3 通知を怠った場合の、労働者の賠償義務等
通知を怠った場合、労働者の行為は一方的な不法解除となります。この場合、労働者は以下の義務を負います。
① 退職金を受給できず、労働契約で定めた給与額(月給)の2分の1を賠償金(以下(「賠償金①」という場合があります)として会社に支払わなければなりません。
② ①に加えて、事前通知を行わなかった日数に応じた賠償金(以下「賠償金②」という場合があります)を支払わなければなりません。
例:月給1000万VND、月の勤務日数が20日の労働者が30日前に行わなければならなかった通知を全く実施せず退職した場合の、①と②の賠償金の合計は下記のとおりとなります。
1000万÷2(賠償金①)+1000万÷20×30(賠償金②)=2000万VND
③ 職業訓練契約に基づいて支給した職業訓練費用(労働法で定められた職業訓練契約に基づいて日本に研修に行っていたような場合)があれば、労働者はその費用を会社に返還しなければなりません。

[収集データ]
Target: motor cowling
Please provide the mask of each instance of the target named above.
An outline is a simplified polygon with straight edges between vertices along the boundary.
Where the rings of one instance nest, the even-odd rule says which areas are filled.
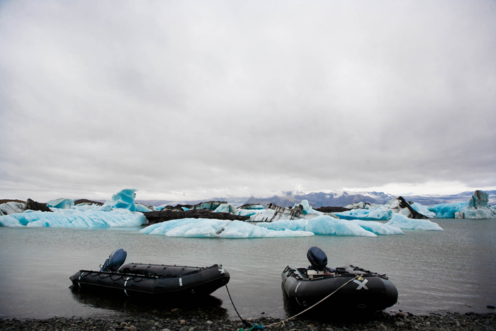
[[[310,269],[325,270],[327,265],[327,256],[317,247],[312,247],[307,252],[307,258],[310,262]]]
[[[124,262],[125,261],[125,258],[127,257],[128,252],[122,248],[119,248],[118,249],[113,251],[112,254],[111,254],[111,256],[108,257],[108,259],[107,259],[105,261],[105,263],[103,263],[103,264],[101,266],[100,271],[111,272],[116,271],[120,267],[120,266],[124,264]]]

◆ 問題
a - 労働者の賠償義務に関する本文によると、通知を怠った場合、労働者の行為は何とみなされますか。
b - 労働者の賠償義務に関する本文を、最後の文の後から書き進めなさい。

◆ 解答
a - 一方的な不法解除とみなされます。

b -
4 会社の対応について
1)出社しない労働者から退職の意思が確認できない場合の措置
冒頭の例では、労働者から退職の意思を確認できていますが、全く連絡がつかず退職の意思すら確認できないという場合もあると思いますので、まずはその場合について触れます。
2021年1月1日から施行される新しい労働法(以下「新法」といいます)では、5日以上の無断欠勤は一方的解除事由とされています(新法37条1項e号)。そのため、無断欠勤が5日以上続いた段階で、通知を行うことなく労働契約の一方的解除が可能となります。
この点、現行法では、5日以上の無断欠勤は懲戒解雇の事由としかされていないので(労働法126条3項他)、注意が必要です。現行法下では、会社の就業規則に懲戒解雇事由として5日以上の無断欠勤が記載されており、かつ労働法上の懲戒手続きに則った処分を実施することになります。実際には連絡が全く取れない労働者に対して、ここまでの措置を取っていない会社も多いと思いますが、厳密に法令にしたがうと以上のような取扱が必要となるでしょう。
2)労働者に対する賠償金の請求方法
労働者が辞める場合、3で記載した損害賠償の支払いの求め方ですが、実際に会社から労働者への支払いを請求しても、請求に応じてもらうことは難しいです。冒頭に示した例のようにこのような状況が生じる場合、当該労働者と連絡を取ること自体が難しくなる場合も多いからです。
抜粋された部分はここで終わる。